** Opening Material provided block **
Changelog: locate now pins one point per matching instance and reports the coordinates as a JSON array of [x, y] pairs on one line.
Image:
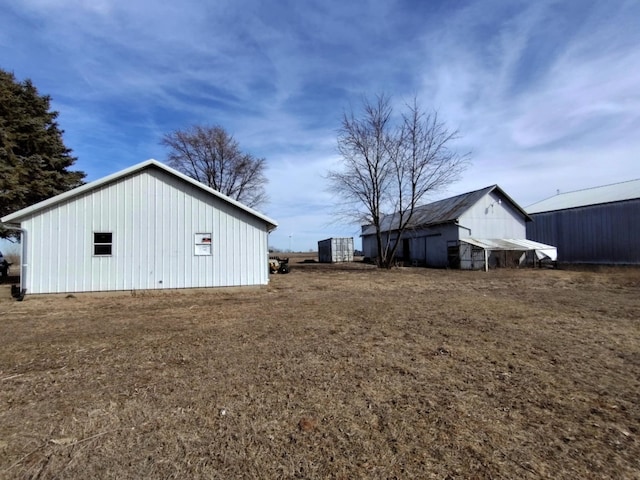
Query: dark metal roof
[[442, 211]]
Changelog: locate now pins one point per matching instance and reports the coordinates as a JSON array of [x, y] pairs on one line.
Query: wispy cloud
[[545, 94]]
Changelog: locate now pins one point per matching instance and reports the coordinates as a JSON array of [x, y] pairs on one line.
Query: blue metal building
[[598, 225]]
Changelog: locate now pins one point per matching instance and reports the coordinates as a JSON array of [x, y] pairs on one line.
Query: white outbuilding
[[476, 230], [145, 227]]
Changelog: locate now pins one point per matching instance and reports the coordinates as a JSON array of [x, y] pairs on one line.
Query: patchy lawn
[[332, 371]]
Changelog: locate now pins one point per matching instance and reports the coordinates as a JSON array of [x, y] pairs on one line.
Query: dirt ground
[[332, 371]]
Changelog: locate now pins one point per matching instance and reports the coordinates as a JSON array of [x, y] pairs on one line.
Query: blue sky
[[545, 94]]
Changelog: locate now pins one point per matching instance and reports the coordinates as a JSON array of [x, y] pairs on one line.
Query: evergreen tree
[[34, 161]]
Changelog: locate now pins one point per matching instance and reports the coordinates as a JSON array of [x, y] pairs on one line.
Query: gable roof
[[443, 211], [16, 217], [616, 192]]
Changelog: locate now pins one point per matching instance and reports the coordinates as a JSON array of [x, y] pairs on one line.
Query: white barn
[[145, 227], [476, 230]]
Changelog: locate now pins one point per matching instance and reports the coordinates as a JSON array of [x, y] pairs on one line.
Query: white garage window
[[202, 244], [102, 243]]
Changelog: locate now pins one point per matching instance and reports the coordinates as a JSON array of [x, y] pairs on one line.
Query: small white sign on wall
[[202, 244]]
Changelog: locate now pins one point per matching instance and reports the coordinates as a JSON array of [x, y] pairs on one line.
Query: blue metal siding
[[607, 234]]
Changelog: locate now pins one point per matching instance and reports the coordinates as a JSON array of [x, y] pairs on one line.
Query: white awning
[[541, 250]]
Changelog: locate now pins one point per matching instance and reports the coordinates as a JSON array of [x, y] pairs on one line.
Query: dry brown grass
[[332, 371]]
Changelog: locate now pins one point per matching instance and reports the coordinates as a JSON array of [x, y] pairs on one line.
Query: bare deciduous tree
[[212, 156], [389, 168]]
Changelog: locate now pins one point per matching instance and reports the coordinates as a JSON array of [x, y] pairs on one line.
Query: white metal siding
[[153, 217], [492, 217]]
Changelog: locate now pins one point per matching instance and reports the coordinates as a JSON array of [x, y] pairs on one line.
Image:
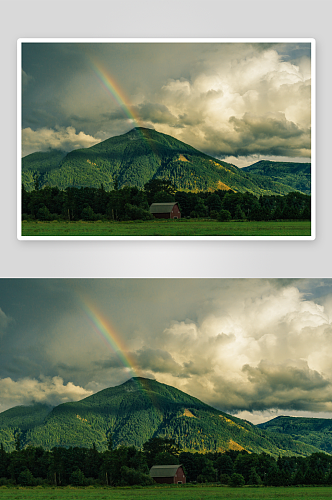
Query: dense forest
[[133, 413], [126, 466], [132, 203], [142, 154]]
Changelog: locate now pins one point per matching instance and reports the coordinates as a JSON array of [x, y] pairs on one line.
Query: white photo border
[[312, 42]]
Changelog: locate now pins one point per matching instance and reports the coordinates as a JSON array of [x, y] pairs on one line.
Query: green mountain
[[296, 175], [313, 431], [138, 156], [136, 411]]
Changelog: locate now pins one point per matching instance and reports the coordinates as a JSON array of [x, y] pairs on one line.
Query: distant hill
[[313, 431], [138, 156], [296, 175], [136, 411]]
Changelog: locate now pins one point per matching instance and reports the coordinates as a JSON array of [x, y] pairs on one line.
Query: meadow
[[167, 493], [184, 227]]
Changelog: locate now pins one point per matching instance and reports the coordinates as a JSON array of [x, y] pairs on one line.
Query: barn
[[169, 210], [170, 474]]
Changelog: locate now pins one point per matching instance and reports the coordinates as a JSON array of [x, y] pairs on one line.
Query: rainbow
[[110, 84], [104, 329]]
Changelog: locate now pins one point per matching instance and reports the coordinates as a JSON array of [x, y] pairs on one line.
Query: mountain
[[313, 431], [136, 411], [296, 175], [135, 158]]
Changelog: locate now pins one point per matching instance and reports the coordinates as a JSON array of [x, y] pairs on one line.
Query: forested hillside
[[296, 175], [313, 431], [134, 158], [139, 410]]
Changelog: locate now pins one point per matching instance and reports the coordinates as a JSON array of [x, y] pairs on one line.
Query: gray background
[[159, 18]]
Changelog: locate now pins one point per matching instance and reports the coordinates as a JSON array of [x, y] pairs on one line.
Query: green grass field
[[181, 493], [192, 227]]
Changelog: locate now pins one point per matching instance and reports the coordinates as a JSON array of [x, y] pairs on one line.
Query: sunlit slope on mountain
[[140, 409], [143, 154]]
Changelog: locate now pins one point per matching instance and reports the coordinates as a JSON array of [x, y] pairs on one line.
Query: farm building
[[170, 474], [169, 210]]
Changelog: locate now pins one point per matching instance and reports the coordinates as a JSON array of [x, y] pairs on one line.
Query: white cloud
[[252, 104], [65, 139], [255, 347], [47, 390]]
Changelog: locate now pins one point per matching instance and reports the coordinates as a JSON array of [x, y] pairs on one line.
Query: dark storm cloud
[[217, 97], [157, 360]]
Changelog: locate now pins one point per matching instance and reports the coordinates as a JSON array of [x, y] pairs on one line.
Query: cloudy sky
[[254, 348], [236, 101]]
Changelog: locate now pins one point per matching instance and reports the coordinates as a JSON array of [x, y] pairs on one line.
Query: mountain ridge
[[138, 410], [136, 157]]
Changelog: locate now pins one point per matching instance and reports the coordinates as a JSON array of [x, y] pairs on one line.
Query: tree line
[[128, 466], [131, 203]]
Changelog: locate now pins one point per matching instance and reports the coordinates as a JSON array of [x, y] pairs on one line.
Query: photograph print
[[140, 138], [103, 382]]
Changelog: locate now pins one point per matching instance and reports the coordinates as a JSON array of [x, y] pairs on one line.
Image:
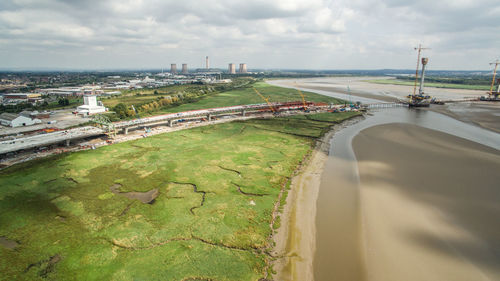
** Closing Material provided block **
- _What to work on_: With the pictures set aside, write out the whole listing exactly.

- _Solution to the exercise_:
Changelog: locate now pins one point per matching instance and reports the coordinates as a JSON array of [x, y] pairs on one line.
Image:
Query: dark metal roof
[[442, 211]]
Changelog: locate now pins one point per matching instance and reports the coordinates as a JSON array of [x, y] pairs on one line.
Query: wispy cloud
[[545, 94]]
Changelog: locate now pins one point per matching instance and reports the coordinates as a JSON array of [x, y] pairs on one line.
Query: blue metal building
[[598, 225]]
Changelog: locate now pins one point per matching instance and reports the coordinates as a JSON array of [x, y] pairs on one line.
Query: white outbuilding
[[476, 230], [145, 227]]
Changelog: locate now pins one point per matching instance and reports the coordinates as a JSON array of [x, y] pairs on one line.
Query: patchy lawn
[[332, 371]]
Changelog: locate now pins one point per matching instance and reports the coordinates as a JSON array of [x, y] pairs on one line.
Query: dirt ground
[[332, 371]]
Changelog: locate now pins one point per matching instance and reports the coordinates as a JSON array of [x, y] pairs on one line.
Query: blue sky
[[545, 94]]
Changelog: locate now pins one point per matching instance and reports the coordinates as a JSON array of [x, y] pairs on one line.
Query: evergreen tree
[[34, 161]]
Changelog: locate now pins one point per matching instance and reports the coordinates as a JSON array of [x, y] pairs on one line.
Query: gable roof
[[443, 211], [16, 217], [616, 192]]
Changelog: locate now pins one point per matching instance and reports the coordinates as a JSON array of [x, y] pairs on one line.
Query: white barn
[[145, 227], [476, 230]]
Changelog: locate now pins one point per matching instance and reports the coordinates as a JSON array of [x, y] pairs on one line.
Query: white garage window
[[202, 244], [102, 243]]
Changelog: locate now pins one point per matching instance and reports the coordinates as a JSON array of [x, y] pairs on one line.
Query: small white sign on wall
[[202, 244]]
Changelog: locate now pins one point per matching instance and reports the coordinates as a JSON array of [x, y] pairs on one line.
Query: blue metal siding
[[607, 234]]
Changelog: locate now pins one point per matching instance and reports the coordinates as a JSON array of [x, y] pairs on one line.
Query: white awning
[[541, 250]]
Changelog: locate now pins one point per matching instance and reports the coordinates as a JSON array of [x, y] pairs on one line.
Query: dry brown grass
[[332, 371]]
Changelog: locate now pins one point per matching instance and reports the coordinates as a JSON array of [x, y] pairs on one line.
Query: bare deciduous tree
[[212, 156], [389, 168]]
Changelog: locate now pins one point per matching instance and reports the coordinates as a JSON array of [x, y] pairs on one line.
Query: white metal siding
[[153, 217], [492, 217]]
Changelog: locate now pins one point per matching instance and reports the coordinates as a JSON array of [x, y] pairs on one line.
Image:
Query: dense forest
[[133, 413], [126, 466], [132, 203], [142, 154]]
Changelog: locate now pins one point per matching instance and reports the coordinates as a JSON array of [x, y] pairs on one line.
Query: white photo border
[[312, 42]]
Changelog: locate now pins one point per matching instance and reports the coordinates as a JSON array of [x, y] pairs on one line.
Query: green mountain
[[296, 175], [313, 431], [138, 156], [136, 411]]
Changelog: locate now pins one point per matching instance and reports the coordinates as a JSON array of [x, y] pairs on one line.
Query: distant hill
[[313, 431], [138, 156], [296, 175], [136, 411]]
Changelog: locate now pins one point per matching instance and reports the coordinates as a JSON array of [x, y] pairs on one line.
Query: meadow
[[167, 493], [184, 227]]
Changelog: locate now pins one point per matching instance and reports the coordinates as a JSON array of [x, y] pairs on one line.
Query: barn
[[169, 210], [170, 474]]
Changelog: locate now pins one point per matching instance and reports the coordinates as a JSON array of [x, y] pairs on one line.
Query: rainbow
[[110, 84], [104, 329]]
Changelog: locate now pins one point per matching instance and reports the coordinates as a JSON array of [x, y] pairs on one line.
Query: mountain
[[313, 431], [136, 411], [296, 175], [135, 158]]
Changelog: locate now pins one point per matching instance and reports the coordinates as a JSON array of [x, y] pairs on one line.
Query: forested hillside
[[296, 175], [313, 431], [134, 158], [139, 410]]
Changelog: locate now pins one point per matching instance and reports the coordinates as a JSON array of [x, y] pairs on one line.
Query: gray background
[[159, 18]]
Changelog: locate now pins one point per matching instance and reports the coordinates as a JSON array of [x, y] pairs on one line.
Query: green grass field
[[181, 493], [192, 227]]
Changelog: locate now pins one point per matching instance and reports the coordinates as a JSON array of [x, y] pairs on one line.
Query: sunlit slope on mountain
[[140, 409], [143, 154]]
Changelog: locate now pins one point per matching instance and reports the coordinates as a JSON array of [x, y] pairs on one line.
Query: farm building
[[170, 474], [169, 210]]
Changelog: locate now pins one point per matching instance and reports the coordinates as a JSON array of [x, y] pairs on one line.
Query: white cloud
[[252, 104], [65, 139], [255, 347], [47, 390]]
Changelog: locate now pins one point per matching instance and reports the coordinates as a JSON array of [x, y] pairs on one line.
Query: dark storm cloud
[[217, 97], [157, 360]]
Changelog: locate now pins one point per matching instance and reports the coordinates as a JSON array of [x, y] pairs on one line.
Query: cloudy sky
[[254, 348], [236, 101]]
Changelog: locate now pins one point per matching instance and reports the coordinates as a JSON array of [x, y] pairs on one line.
Query: mountain ridge
[[138, 410], [136, 157]]
Changelog: locate now pins one point per matching instance and reports the coordinates as a JSON array of [x, y] pairs on one line.
Query: tree line
[[128, 466], [131, 203]]
Changelog: locate now pins one point per matching instance and reports the coordinates as a JSON array of [x, y] pairs on one line.
Query: photograph print
[[140, 138], [103, 382]]
Changelog: locate now pins one point per matching instance and reports the coordinates as a JSON array of [x, y] pairs on one line.
Image:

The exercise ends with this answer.